# Data Tercatat

● ● ● ●

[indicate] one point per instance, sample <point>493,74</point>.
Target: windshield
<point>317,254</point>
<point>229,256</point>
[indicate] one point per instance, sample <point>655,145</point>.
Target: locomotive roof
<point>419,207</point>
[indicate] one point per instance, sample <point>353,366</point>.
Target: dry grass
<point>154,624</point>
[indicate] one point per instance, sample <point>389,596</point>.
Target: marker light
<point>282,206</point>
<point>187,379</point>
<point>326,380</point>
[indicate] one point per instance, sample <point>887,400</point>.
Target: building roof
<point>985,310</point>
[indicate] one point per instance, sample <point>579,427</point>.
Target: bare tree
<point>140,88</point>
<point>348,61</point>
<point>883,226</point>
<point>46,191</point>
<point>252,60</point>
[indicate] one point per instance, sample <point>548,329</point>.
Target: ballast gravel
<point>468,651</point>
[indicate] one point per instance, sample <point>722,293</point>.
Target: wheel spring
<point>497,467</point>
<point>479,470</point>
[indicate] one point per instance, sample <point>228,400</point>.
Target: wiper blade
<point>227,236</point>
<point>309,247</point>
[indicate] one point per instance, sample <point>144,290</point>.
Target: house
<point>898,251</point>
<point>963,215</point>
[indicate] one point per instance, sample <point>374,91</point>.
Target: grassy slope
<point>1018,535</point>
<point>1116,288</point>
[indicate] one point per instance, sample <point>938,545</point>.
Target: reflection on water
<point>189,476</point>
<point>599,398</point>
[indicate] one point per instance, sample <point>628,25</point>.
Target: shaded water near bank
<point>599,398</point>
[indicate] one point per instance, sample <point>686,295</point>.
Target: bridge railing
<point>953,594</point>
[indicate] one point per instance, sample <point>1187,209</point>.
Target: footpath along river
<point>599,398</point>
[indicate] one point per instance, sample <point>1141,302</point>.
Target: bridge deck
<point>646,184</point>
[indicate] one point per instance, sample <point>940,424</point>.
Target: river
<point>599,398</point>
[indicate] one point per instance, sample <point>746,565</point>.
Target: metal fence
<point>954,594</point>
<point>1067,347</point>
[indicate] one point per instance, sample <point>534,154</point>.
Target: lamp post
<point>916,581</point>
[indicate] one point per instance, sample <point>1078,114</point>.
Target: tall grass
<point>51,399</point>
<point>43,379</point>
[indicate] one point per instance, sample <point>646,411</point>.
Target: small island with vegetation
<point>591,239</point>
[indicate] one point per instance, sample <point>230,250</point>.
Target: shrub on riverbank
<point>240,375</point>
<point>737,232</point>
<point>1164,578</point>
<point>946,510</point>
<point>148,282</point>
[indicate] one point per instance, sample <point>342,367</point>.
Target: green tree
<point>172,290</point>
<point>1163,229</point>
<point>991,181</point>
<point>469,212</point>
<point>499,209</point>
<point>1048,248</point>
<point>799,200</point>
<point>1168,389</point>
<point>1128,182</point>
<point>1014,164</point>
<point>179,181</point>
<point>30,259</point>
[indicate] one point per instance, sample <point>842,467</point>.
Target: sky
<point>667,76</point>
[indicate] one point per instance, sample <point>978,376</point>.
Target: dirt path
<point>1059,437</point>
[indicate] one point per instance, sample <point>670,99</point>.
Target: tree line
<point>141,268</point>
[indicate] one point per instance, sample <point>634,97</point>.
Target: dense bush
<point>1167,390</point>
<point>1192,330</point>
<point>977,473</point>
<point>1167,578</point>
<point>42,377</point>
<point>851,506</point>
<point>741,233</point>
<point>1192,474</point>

● ● ● ●

# Deskripsi Tugas
Perbarui semua item di atas dengan mengganti setiap "Target" menjadi "Sasaran", dan biarkan bagian lainnya tetap sama.

# Hasil Latihan
[indicate] one point per instance, sample <point>493,74</point>.
Sasaran: windshield
<point>317,254</point>
<point>229,256</point>
[indicate] one point per instance, sample <point>655,145</point>.
Sasaran: locomotive roof
<point>419,207</point>
[indicate] one point per instance, sample <point>353,366</point>.
Sasaran: dry grass
<point>154,624</point>
[indicate] one point per instance, sample <point>389,596</point>.
Sasaran: marker light
<point>282,206</point>
<point>187,379</point>
<point>326,380</point>
[indicate] one point per instance, sample <point>887,400</point>.
Sasaran: building roof
<point>985,310</point>
[indicate] one point per instance, sample <point>579,427</point>.
Sasaran: bare tree
<point>140,88</point>
<point>348,61</point>
<point>883,226</point>
<point>46,191</point>
<point>252,60</point>
[indicate] one point per instance, sample <point>548,329</point>.
Sasaran: ballast gravel
<point>468,651</point>
[indicate] one point per instance, sample <point>722,293</point>.
Sasaran: wheel spring
<point>497,467</point>
<point>479,470</point>
[indicate] one point per instance, sample <point>228,400</point>.
Sasaran: wiper blade
<point>227,236</point>
<point>309,247</point>
[indicate] one point per instance, sample <point>144,290</point>.
Sasaran: house
<point>898,251</point>
<point>963,215</point>
[indicate] one point per instance, sample <point>374,91</point>.
Sasaran: grassy slope
<point>1018,535</point>
<point>1116,288</point>
[indicate] one point per instance, sample <point>938,545</point>.
Sasaran: reflection on water
<point>189,476</point>
<point>599,398</point>
[indicate] one point per instance, sample <point>628,25</point>.
Sasaran: shaded water near bank
<point>599,398</point>
[indicate] one point per instance, sample <point>686,295</point>.
Sasaran: bridge railing
<point>953,594</point>
[indicate] one point per instance, sample <point>1187,209</point>.
Sasaran: footpath along river
<point>599,398</point>
[indicate] one point per instance, sample <point>1141,302</point>.
Sasaran: bridge deck
<point>646,184</point>
[indicate] one point per instance, sample <point>940,424</point>.
Sasaran: river
<point>599,398</point>
[indicate] one point per instance, sample <point>746,565</point>.
Sasaran: metal fence
<point>954,594</point>
<point>1067,347</point>
[indicate] one point per instance, sample <point>534,154</point>.
Sasaran: lamp post
<point>916,581</point>
[indicate] one point per instance, sample <point>1078,114</point>.
Sasaran: tall grass
<point>51,399</point>
<point>43,379</point>
[indicate] one point per instance, sample <point>646,411</point>.
Sasaran: small island with vegetation
<point>591,239</point>
[indicate] one point per instance, sample <point>230,250</point>.
Sasaran: shrub on riverbank
<point>240,375</point>
<point>737,232</point>
<point>1164,578</point>
<point>946,510</point>
<point>148,282</point>
[indicate] one point per instance, sample <point>342,367</point>.
Sasaran: green tree
<point>172,290</point>
<point>1163,229</point>
<point>991,181</point>
<point>469,212</point>
<point>499,209</point>
<point>1048,248</point>
<point>799,200</point>
<point>1168,389</point>
<point>1128,182</point>
<point>1014,164</point>
<point>179,181</point>
<point>30,259</point>
[indicate] one point per instance, sample <point>842,467</point>.
Sasaran: sky
<point>667,76</point>
[indicate] one point per instance, sample <point>978,376</point>.
Sasaran: dirt path
<point>1059,437</point>
[indicate] one point per instance, sample <point>670,99</point>.
Sasaran: tree line
<point>141,268</point>
[indicate] one point per instance, sample <point>634,97</point>.
Sasaran: dense bush
<point>1167,390</point>
<point>1192,330</point>
<point>977,473</point>
<point>1167,578</point>
<point>42,377</point>
<point>851,506</point>
<point>741,233</point>
<point>1192,474</point>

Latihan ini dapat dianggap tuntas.